▶ [WHAT NEEDS TO BE DONE] Could you repeat word for word only the lines from the one containing "Find the gravel" to the last line of the data below?

▶ [MATERIALS PROVIDED]
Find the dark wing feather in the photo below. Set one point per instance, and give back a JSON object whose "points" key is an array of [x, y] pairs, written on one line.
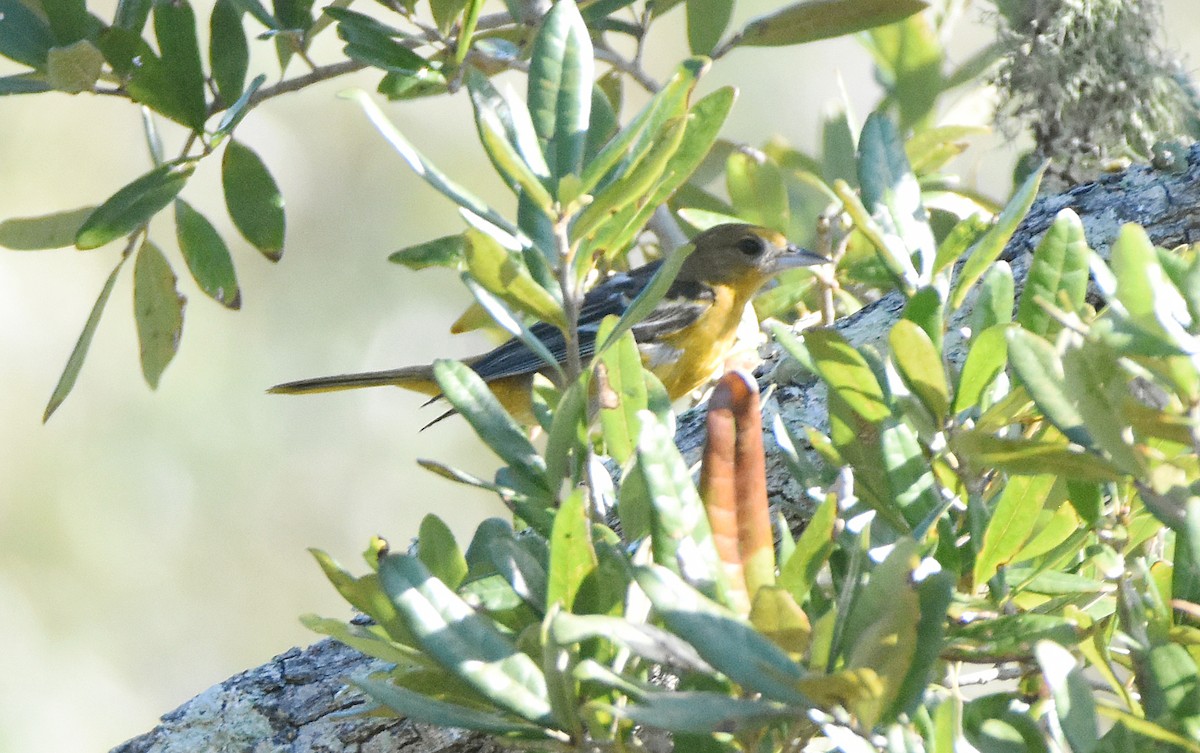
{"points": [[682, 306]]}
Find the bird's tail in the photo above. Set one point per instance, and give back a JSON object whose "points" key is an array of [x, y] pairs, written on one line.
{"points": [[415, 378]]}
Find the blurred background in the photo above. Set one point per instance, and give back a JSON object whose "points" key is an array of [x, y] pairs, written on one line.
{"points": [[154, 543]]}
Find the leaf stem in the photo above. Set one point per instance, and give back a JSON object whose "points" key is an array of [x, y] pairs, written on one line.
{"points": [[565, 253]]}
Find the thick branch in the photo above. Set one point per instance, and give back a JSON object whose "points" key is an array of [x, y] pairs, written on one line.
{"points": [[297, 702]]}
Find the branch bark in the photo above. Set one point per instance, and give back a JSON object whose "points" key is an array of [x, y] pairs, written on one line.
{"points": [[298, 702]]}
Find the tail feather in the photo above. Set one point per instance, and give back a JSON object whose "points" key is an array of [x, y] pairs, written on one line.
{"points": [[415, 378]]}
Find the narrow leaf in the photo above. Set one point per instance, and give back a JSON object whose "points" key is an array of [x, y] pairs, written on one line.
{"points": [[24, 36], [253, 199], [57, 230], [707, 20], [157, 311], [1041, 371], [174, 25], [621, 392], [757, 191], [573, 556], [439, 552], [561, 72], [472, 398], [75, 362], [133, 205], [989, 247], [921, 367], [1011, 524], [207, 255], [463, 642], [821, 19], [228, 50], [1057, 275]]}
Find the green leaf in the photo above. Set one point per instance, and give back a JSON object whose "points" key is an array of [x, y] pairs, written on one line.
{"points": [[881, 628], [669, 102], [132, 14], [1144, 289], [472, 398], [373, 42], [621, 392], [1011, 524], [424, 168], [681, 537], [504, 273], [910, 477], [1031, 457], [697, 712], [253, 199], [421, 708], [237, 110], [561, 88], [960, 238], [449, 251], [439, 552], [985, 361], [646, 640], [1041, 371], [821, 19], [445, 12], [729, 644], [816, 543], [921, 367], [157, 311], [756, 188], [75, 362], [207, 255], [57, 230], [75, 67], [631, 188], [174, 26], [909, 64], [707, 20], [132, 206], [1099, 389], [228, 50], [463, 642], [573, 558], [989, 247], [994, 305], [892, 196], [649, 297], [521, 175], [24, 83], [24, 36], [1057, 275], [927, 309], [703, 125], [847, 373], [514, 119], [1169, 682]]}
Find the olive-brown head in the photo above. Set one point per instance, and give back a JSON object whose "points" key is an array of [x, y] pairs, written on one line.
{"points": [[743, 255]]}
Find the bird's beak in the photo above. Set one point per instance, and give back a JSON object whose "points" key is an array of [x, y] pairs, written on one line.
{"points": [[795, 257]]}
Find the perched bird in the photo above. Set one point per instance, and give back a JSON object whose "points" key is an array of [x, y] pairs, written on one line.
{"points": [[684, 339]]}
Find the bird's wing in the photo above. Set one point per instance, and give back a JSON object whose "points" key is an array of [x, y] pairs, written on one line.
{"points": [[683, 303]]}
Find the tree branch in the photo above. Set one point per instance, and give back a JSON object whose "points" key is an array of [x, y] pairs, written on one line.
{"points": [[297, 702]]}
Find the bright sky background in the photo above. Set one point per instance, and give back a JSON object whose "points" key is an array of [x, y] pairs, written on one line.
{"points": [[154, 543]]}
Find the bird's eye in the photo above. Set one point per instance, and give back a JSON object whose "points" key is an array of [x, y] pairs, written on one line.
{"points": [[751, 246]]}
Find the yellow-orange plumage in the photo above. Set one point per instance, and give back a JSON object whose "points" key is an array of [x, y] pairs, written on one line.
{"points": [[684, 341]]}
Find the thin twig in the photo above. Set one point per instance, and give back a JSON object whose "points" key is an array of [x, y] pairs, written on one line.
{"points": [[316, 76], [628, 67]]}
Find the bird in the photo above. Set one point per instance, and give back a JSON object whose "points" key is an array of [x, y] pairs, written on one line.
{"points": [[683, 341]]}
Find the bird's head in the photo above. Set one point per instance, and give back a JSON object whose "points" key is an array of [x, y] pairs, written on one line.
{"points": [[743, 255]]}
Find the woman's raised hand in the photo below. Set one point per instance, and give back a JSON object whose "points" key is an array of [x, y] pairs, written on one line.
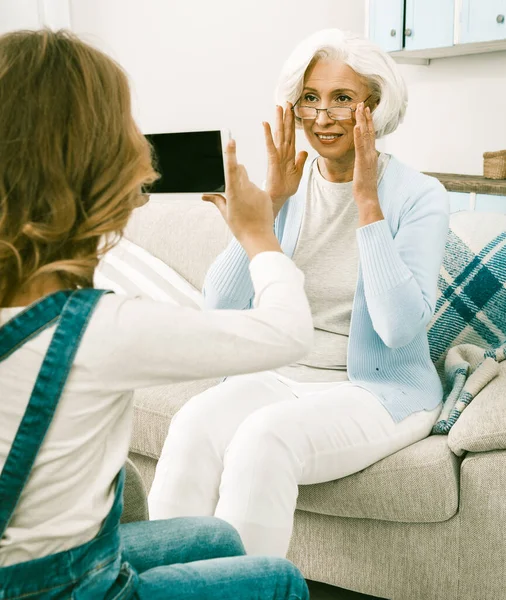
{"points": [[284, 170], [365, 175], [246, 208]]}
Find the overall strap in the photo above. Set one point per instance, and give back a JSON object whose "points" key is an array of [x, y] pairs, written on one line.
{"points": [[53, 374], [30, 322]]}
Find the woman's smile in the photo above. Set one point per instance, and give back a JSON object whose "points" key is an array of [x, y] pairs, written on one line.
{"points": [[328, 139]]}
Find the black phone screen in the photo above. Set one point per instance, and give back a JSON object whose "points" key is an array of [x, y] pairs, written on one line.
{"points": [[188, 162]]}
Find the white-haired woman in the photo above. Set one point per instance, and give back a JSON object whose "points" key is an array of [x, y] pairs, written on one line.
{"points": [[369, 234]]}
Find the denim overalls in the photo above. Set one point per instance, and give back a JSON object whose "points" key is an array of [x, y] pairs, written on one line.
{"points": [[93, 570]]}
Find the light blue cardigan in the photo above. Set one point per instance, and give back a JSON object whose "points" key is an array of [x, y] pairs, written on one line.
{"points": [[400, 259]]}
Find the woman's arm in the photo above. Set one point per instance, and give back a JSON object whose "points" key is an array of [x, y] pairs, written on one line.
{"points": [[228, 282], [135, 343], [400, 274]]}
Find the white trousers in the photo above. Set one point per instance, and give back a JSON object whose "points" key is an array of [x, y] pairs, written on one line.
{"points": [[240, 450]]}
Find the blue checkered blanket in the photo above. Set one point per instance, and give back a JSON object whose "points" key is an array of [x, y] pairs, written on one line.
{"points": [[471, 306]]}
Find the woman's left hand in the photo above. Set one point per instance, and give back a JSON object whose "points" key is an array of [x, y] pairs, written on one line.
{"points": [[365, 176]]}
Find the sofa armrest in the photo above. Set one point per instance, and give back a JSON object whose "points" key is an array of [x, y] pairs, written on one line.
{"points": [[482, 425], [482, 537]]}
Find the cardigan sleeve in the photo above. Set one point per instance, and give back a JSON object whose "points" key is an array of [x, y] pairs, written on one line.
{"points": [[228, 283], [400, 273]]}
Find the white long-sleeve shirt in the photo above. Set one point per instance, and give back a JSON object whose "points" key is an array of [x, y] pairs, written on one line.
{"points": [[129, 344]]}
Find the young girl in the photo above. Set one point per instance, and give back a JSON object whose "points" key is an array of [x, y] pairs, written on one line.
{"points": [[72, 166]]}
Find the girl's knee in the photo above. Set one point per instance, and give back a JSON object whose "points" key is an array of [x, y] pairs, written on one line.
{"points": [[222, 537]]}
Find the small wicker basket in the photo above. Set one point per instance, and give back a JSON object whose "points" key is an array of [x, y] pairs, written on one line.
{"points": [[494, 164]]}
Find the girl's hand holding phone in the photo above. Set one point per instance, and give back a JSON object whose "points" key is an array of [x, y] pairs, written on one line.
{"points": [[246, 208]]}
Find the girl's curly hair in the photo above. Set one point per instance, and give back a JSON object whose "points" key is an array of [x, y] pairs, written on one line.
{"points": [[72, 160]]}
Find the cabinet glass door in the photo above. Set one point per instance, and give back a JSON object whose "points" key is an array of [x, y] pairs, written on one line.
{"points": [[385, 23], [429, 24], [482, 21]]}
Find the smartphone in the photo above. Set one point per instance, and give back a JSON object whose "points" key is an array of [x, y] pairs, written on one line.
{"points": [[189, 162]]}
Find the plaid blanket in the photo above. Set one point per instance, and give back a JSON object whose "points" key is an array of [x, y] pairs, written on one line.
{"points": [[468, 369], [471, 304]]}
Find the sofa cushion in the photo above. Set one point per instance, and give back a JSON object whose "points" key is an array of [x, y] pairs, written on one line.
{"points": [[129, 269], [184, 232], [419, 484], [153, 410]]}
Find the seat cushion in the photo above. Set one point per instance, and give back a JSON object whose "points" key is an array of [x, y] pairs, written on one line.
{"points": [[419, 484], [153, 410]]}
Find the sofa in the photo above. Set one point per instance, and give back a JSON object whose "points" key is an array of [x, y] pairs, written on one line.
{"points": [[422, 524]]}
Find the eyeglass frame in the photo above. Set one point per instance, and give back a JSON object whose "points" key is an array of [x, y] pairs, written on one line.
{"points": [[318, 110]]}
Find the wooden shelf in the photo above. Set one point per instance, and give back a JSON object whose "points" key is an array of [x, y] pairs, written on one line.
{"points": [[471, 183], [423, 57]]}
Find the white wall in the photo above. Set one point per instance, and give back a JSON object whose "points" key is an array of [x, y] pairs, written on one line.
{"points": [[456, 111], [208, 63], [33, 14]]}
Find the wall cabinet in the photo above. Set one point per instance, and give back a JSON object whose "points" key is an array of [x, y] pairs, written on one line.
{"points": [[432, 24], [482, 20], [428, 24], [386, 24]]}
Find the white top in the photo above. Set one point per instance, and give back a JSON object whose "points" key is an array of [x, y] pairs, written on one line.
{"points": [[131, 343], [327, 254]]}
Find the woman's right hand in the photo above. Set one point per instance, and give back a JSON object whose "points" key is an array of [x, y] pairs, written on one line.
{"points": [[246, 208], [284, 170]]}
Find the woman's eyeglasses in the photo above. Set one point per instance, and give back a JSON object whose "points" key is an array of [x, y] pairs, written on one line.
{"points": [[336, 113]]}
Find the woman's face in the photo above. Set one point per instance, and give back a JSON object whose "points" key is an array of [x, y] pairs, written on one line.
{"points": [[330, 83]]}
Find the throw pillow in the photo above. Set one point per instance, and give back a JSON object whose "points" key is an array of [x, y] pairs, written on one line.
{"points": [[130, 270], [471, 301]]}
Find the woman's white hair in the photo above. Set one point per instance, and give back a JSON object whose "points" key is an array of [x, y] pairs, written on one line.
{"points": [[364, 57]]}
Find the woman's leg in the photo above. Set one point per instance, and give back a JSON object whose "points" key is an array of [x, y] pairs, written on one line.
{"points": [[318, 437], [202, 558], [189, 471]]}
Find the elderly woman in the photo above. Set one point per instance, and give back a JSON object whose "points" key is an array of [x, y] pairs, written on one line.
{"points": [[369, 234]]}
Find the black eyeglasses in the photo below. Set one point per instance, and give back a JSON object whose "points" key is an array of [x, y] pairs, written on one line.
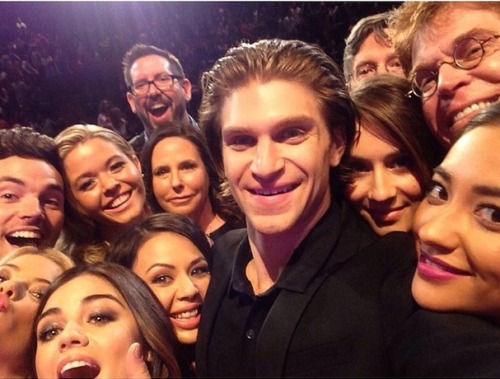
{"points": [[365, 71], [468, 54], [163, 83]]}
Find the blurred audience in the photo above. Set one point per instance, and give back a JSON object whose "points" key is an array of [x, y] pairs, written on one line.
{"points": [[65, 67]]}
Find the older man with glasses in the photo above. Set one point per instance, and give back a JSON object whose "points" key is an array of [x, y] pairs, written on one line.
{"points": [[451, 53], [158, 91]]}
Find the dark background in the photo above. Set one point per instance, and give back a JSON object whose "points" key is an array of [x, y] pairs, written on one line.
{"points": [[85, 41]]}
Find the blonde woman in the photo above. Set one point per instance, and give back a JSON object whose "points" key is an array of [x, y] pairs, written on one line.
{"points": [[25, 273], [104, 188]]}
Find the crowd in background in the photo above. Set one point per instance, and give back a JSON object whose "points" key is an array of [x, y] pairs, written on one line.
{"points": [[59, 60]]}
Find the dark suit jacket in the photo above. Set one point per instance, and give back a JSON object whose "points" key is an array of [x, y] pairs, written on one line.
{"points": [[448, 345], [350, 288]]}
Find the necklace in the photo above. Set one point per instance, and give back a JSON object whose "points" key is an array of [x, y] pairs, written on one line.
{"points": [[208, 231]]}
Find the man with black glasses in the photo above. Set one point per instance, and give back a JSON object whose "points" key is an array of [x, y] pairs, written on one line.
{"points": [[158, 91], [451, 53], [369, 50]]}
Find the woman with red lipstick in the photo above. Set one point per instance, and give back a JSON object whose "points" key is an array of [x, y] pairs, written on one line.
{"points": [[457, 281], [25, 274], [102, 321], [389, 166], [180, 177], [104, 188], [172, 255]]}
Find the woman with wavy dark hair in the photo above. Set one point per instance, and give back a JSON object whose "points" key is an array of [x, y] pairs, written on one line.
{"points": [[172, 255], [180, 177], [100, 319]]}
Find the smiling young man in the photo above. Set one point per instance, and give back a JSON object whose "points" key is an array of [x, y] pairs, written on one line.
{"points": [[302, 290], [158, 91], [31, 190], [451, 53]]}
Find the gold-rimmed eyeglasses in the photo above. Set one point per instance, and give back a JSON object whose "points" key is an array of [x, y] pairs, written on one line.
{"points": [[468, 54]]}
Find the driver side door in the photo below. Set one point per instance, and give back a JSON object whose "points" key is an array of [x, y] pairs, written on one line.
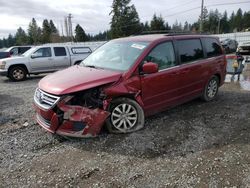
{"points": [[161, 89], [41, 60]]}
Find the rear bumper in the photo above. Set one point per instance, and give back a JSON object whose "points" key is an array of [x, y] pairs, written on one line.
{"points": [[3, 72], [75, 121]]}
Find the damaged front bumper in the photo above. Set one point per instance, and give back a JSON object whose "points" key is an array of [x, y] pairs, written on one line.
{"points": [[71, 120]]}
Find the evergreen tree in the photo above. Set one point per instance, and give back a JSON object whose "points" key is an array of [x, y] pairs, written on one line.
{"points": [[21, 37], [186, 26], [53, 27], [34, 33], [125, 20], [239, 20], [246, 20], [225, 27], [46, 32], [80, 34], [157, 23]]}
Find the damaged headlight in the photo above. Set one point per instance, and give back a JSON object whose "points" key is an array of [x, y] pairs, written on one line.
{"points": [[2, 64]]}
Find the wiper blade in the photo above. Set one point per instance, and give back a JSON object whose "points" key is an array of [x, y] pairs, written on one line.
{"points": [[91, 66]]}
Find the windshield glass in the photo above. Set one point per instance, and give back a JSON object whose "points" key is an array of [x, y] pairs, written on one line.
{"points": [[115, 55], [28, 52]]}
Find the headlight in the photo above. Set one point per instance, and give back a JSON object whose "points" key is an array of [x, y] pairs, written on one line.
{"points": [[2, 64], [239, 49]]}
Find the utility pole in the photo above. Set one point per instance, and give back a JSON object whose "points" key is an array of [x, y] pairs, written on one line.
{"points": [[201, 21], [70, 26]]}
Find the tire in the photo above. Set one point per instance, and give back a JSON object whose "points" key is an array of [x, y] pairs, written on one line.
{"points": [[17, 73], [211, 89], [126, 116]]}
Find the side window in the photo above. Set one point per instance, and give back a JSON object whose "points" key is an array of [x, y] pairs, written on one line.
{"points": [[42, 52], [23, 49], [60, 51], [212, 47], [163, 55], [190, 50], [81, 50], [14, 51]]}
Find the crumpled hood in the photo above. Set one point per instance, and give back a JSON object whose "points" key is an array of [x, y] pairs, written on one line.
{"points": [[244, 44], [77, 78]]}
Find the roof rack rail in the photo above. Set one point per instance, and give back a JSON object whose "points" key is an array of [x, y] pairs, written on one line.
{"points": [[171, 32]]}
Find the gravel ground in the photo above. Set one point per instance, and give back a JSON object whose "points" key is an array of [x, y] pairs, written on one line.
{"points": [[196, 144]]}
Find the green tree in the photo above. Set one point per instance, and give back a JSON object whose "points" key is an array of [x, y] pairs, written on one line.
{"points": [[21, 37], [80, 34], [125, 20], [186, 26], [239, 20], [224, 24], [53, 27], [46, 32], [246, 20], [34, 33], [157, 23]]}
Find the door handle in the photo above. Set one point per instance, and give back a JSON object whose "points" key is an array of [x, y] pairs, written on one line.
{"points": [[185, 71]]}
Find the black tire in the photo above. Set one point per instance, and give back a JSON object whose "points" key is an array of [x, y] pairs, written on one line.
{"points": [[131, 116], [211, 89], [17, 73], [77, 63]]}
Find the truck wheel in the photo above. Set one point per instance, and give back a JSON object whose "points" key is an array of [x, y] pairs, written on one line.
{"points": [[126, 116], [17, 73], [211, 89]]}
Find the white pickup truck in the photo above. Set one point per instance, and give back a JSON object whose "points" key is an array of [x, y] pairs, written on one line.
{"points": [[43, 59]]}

▶ [EXERCISE ANSWER]
Find the gravel ground in the photo above. Set one point per instance, and give back a JSON object whose "points" key is an array of [x, y] pairs, written on one line.
{"points": [[196, 144]]}
Find the green tree in the photo above. Set one point per instance, and give back a JSON object whose "points" key is an array of [x, y] pairs, written on one line.
{"points": [[21, 37], [80, 34], [125, 20], [186, 26], [239, 20], [224, 24], [53, 27], [46, 32], [246, 20], [34, 33], [157, 23]]}
Find the door handle in the photo above. Set one point per instance, and give back a JSON object whose "points" key is an array of [x, y] pairs, written on one line.
{"points": [[185, 71]]}
Find the black tire in the photo above. Set one point per instance, and give back a JSON object whose "points" key is an array of [x, y] pairs, written on one line.
{"points": [[131, 116], [211, 89], [17, 73], [77, 63]]}
Find the truck wheel in the photo above. Set one point per instance, and give back a JSON object whose "points" key is an array of [x, y] pairs, written on one line.
{"points": [[126, 116], [17, 73], [211, 89]]}
Find the white pickup truck in the photo above. Set one point per instance, and give back a JSON object whose "points" key is an array of [x, y] pairs, written on one line.
{"points": [[43, 59]]}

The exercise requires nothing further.